Goal of the exercise:
Determine how many lines in the data below contain "machine" and write only that number.

═════ Material supplied ═════

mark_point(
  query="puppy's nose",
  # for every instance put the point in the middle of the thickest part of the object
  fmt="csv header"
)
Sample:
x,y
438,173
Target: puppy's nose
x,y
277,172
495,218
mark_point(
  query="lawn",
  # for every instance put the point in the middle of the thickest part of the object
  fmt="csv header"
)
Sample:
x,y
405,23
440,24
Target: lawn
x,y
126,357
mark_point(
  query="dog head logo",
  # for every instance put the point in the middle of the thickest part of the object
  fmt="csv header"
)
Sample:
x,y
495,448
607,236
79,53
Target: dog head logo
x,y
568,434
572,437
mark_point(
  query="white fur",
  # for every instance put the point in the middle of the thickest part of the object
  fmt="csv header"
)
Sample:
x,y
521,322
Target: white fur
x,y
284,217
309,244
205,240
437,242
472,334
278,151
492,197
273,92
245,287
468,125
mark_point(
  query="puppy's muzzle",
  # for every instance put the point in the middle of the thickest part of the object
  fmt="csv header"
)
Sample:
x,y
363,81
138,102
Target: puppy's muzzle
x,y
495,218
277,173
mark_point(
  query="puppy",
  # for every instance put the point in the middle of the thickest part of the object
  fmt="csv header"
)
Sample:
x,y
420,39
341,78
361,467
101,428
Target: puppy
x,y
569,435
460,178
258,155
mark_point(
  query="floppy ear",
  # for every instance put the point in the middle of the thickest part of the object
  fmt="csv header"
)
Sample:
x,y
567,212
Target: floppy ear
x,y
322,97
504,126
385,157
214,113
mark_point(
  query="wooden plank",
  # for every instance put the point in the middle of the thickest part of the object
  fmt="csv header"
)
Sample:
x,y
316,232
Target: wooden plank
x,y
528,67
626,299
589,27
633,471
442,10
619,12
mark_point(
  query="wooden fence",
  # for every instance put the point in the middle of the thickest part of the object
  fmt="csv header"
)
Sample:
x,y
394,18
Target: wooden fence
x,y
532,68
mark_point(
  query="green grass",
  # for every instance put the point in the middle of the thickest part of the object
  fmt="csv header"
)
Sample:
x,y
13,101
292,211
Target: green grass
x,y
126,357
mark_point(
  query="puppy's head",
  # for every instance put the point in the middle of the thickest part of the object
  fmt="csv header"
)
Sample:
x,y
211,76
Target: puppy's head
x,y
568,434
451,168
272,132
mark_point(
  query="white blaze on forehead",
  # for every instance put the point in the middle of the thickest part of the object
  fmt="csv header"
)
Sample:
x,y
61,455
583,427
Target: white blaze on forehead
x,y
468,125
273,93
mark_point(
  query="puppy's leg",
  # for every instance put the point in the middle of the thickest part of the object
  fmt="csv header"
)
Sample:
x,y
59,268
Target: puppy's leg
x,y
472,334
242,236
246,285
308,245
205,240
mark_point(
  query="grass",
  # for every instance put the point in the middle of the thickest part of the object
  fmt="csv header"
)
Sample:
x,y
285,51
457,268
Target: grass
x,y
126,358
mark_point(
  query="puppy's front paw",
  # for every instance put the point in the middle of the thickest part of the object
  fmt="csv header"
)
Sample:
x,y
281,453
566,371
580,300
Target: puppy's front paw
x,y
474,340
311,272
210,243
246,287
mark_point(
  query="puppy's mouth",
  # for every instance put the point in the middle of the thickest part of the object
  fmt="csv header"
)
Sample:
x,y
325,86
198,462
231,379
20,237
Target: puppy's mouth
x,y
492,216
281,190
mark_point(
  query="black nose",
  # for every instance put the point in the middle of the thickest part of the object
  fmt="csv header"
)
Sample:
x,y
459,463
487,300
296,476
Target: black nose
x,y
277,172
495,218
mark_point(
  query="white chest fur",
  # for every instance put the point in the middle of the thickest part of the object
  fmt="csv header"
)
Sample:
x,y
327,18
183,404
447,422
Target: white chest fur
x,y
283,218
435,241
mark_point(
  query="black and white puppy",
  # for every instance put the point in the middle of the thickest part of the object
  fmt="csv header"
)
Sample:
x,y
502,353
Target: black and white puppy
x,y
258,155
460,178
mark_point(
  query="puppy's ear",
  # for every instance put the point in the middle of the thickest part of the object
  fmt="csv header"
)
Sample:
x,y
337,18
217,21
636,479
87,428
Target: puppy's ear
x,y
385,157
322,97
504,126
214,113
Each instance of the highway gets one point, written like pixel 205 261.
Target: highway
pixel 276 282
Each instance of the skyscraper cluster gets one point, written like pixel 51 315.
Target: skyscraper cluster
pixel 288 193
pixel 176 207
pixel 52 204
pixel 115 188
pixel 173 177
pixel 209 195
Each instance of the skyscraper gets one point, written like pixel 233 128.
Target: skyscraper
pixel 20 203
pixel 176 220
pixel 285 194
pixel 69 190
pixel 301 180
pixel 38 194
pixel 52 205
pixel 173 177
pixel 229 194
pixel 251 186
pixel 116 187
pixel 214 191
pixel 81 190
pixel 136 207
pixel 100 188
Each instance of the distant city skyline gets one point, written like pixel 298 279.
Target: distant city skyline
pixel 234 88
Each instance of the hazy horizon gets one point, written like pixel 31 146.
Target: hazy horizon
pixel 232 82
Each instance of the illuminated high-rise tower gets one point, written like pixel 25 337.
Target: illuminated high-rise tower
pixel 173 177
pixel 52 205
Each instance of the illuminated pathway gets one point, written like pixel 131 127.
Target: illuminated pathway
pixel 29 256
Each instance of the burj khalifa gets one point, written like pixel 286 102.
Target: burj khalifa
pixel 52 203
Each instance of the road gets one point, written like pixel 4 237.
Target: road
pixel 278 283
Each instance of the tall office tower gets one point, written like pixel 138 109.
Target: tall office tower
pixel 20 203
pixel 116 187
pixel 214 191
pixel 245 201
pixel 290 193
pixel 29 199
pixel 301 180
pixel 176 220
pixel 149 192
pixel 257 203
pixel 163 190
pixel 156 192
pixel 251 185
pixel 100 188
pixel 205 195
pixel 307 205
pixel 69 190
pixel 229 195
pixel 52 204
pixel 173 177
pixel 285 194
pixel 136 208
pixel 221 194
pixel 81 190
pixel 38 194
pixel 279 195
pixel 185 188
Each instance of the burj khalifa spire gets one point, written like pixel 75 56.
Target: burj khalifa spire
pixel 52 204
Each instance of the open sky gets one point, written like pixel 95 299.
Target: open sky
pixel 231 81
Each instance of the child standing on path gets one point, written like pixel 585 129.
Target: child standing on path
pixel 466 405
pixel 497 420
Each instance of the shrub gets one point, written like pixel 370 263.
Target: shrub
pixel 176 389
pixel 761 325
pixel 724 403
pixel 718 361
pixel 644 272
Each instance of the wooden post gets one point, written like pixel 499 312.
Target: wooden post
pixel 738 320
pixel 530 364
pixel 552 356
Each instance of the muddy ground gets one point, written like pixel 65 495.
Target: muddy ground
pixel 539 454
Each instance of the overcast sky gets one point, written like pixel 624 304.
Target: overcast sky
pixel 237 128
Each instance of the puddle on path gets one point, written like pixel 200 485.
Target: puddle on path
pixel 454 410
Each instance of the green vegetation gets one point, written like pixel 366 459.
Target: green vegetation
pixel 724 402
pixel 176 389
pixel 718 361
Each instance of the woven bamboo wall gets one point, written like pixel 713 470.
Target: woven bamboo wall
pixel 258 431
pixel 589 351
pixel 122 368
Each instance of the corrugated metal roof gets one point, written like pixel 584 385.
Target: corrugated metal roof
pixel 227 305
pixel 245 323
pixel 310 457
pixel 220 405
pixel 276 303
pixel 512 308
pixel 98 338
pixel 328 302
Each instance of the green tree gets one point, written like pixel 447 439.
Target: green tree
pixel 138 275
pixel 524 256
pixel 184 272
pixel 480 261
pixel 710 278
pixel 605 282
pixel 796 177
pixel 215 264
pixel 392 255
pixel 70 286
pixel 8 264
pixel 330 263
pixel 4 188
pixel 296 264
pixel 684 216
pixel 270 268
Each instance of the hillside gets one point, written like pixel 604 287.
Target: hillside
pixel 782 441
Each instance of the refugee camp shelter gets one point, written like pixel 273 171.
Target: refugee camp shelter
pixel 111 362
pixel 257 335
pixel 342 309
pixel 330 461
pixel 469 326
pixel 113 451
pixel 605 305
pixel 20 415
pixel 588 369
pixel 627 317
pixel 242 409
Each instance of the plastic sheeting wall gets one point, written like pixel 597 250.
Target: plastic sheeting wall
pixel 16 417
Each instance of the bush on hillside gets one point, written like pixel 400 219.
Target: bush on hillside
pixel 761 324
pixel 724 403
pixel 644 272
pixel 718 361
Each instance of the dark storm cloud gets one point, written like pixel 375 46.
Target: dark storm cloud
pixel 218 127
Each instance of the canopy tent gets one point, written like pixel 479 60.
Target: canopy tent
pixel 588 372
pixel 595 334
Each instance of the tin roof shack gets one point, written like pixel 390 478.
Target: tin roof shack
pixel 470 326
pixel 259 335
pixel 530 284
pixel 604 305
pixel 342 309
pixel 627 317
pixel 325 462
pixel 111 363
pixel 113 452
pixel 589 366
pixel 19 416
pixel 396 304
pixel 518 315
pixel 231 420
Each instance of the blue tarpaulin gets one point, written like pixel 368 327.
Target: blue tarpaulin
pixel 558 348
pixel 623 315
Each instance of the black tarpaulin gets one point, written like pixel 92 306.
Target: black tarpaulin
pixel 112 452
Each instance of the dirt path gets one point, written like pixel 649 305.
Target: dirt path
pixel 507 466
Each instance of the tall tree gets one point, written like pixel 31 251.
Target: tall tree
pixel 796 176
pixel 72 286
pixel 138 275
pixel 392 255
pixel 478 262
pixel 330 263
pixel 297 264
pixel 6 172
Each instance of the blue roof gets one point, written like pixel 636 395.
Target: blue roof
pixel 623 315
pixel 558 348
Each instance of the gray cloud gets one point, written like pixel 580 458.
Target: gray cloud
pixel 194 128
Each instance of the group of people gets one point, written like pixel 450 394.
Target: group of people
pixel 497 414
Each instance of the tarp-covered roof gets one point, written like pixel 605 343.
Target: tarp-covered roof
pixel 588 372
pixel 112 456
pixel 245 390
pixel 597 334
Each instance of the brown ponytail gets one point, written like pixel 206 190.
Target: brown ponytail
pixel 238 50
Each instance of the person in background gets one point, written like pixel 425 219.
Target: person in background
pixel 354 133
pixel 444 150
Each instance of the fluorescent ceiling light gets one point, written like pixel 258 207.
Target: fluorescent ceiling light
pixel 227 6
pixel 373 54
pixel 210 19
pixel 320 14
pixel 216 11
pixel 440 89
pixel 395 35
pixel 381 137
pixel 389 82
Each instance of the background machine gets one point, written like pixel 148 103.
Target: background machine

═════

Task output:
2